| DATA FOR THIS TASK |
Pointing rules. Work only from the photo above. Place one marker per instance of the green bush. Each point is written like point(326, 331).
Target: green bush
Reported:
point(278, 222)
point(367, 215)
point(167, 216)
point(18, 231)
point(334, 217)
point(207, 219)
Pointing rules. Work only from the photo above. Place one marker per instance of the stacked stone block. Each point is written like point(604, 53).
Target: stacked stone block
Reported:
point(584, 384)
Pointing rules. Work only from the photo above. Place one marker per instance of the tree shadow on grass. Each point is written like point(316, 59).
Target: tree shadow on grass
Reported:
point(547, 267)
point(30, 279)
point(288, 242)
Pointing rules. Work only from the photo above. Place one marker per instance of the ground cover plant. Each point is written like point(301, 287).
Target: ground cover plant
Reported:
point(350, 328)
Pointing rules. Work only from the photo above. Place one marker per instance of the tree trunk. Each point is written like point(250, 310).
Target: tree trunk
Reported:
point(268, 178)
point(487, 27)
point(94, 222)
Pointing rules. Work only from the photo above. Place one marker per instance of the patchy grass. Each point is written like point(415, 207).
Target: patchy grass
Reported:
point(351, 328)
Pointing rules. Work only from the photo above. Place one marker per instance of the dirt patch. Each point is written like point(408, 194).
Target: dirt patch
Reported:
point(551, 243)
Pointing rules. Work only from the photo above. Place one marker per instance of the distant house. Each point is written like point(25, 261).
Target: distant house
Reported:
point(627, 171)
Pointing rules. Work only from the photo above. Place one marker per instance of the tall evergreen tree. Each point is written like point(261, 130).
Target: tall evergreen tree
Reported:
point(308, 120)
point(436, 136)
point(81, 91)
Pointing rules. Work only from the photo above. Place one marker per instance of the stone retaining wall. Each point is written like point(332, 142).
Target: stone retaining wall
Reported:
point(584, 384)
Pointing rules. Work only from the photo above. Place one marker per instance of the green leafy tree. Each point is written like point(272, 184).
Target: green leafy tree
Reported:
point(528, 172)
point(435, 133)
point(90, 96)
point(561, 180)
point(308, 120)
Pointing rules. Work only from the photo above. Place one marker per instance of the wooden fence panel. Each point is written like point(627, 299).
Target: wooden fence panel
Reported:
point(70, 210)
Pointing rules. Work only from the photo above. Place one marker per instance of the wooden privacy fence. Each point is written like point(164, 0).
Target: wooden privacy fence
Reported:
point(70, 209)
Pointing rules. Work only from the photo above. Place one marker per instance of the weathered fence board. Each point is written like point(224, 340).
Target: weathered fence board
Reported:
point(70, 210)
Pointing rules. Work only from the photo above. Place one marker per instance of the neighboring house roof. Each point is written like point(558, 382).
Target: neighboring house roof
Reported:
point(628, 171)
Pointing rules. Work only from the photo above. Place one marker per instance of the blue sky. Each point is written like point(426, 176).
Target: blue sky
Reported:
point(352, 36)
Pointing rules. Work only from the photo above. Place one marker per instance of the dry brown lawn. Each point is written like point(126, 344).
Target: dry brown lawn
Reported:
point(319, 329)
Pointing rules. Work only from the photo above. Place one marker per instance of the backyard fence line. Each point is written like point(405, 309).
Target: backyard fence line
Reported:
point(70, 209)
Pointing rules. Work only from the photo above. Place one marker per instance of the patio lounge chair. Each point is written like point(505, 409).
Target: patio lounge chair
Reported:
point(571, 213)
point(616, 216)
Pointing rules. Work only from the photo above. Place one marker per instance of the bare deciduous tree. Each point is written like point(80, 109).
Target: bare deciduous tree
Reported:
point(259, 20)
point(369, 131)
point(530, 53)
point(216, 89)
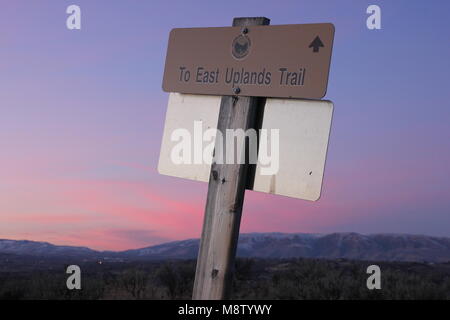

| WHAT TO PRODUCE |
When every line of the listing has been checked for the string "deciduous", give only the number of lines that contain it.

| RESPONSE BELOW |
2